Tech & Health

September 5, 2025

AI tools could shorten ‘diagnostic odyssey’ for patients with rare diseases

Large language models achieved diagnostic rates of 13.3% and 10.0%, compared to the historical clinical review rate of 5.6%, and they suggested next steps to evaluate the suggested diagnoses.

Artificial intelligence tools successfully identified diagnoses for patients in the Undiagnosed Diseases Network (UDN), according to a study published Aug. 22 in the journal JAMA Network Open

Cathy Shyr, PhD

“Large language models have shown strong diagnostic performance on expert-curated case challenges, but their ability to assist in rare disease diagnosis is underexplored,” said Cathy Shyr, PhD, assistant professor of Biomedical Informatics, Pediatrics and Biostatistics at Vanderbilt University Medical Center and the first author of the study. 

Large language models (LLMs) are generative AI tools that are trained on large amounts of data to understand and generate natural language. In the current study, the researchers assessed whether LLMs can identify the final diagnosis for UDN patients based on available clinical information and compared the LLM results to historical clinical review. 

VUMC is an original member of the National Institutes of Health-supported UDN, which was established in 2014 to improve diagnosis and care of patients with undiagnosed diseases. In 2023, a transformative gift from the Potocsnak family established the Potocsnak Center for Undiagnosed and Rare Disorders at VUMC. 

Rizwan Hamid, MD, PhD

“Patients referred to the UDN and the Potocsnak Center are among the most challenging to diagnose,” said the study’s corresponding author, Rizwan Hamid, MD, PhD, the Dorothy Overall Wells Professor of Pediatrics and director of the Potocsnak Center. “In some cases, the ‘diagnostic odyssey’ for patients with rare disorders — the time from their symptom onset until they get a diagnosis — lasts for more than 10 years.” 

The current study included 90 VUMC UDN cases that were diagnosed between November 2016 and April 2024. The median age at symptom onset was 7.6 months, and the median length of diagnostic odyssey was 7.6 years. 

For each patient, the researchers prompted two LLMs (ChatGPT version 4o and Llama 3.1 8B) to generate a differential diagnosis — a list of possible conditions consistent with the patient’s clinical summary. The clinical summary is a standardized UDN intake document for diagnostic evaluation; it summarizes the patient’s presentation, including clinical history, family history and prior evaluations.

Dataset:
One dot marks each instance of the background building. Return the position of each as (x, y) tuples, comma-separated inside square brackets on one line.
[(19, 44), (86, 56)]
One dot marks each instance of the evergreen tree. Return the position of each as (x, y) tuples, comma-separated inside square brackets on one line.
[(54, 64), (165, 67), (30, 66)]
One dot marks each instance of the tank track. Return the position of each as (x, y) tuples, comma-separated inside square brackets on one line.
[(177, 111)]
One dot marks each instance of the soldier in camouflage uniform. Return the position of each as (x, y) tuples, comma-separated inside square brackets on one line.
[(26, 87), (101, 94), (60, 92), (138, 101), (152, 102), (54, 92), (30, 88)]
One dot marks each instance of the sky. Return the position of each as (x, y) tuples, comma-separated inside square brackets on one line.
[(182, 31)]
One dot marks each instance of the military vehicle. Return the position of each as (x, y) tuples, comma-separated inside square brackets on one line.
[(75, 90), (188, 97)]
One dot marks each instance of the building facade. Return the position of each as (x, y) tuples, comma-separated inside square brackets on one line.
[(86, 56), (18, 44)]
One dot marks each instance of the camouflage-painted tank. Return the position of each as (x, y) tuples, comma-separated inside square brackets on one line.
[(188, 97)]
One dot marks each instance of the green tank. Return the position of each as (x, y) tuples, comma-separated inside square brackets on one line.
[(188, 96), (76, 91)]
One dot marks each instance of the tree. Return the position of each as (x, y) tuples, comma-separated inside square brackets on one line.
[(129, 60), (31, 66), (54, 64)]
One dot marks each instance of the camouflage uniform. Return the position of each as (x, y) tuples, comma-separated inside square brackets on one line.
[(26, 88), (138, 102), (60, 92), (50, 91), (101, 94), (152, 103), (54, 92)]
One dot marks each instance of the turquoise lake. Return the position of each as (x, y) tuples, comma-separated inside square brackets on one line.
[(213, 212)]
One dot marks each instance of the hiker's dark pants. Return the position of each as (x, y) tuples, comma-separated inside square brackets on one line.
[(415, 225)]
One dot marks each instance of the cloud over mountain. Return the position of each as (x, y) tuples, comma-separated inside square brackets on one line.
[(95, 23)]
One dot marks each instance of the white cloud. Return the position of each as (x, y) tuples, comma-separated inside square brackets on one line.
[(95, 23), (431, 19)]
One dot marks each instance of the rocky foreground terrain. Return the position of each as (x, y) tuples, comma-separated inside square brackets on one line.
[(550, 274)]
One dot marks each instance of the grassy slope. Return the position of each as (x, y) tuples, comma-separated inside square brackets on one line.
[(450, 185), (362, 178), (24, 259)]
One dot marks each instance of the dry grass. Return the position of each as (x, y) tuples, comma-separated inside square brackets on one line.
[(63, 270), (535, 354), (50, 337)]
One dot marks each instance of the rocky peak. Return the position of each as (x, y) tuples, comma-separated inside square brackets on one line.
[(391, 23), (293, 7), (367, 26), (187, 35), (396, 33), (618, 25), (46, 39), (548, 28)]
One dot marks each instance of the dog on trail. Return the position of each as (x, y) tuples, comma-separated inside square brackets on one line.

Assignment 1:
Reproduce the passage of the article on AI tools for rare disease diagnosis between "September 5, 2025" and "the suggested diagnoses.", inclusive.
Assignment 2:
In the article on AI tools for rare disease diagnosis, which two large language models did the researchers prompt to generate a differential diagnosis?

Answer area 1:
September 5, 2025

AI tools could shorten ‘diagnostic odyssey’ for patients with rare diseases

Large language models achieved diagnostic rates of 13.3% and 10.0%, compared to the historical clinical review rate of 5.6%, and they suggested next steps to evaluate the suggested diagnoses.

Answer area 2:
ChatGPT version 4o and Llama 3.1 8B.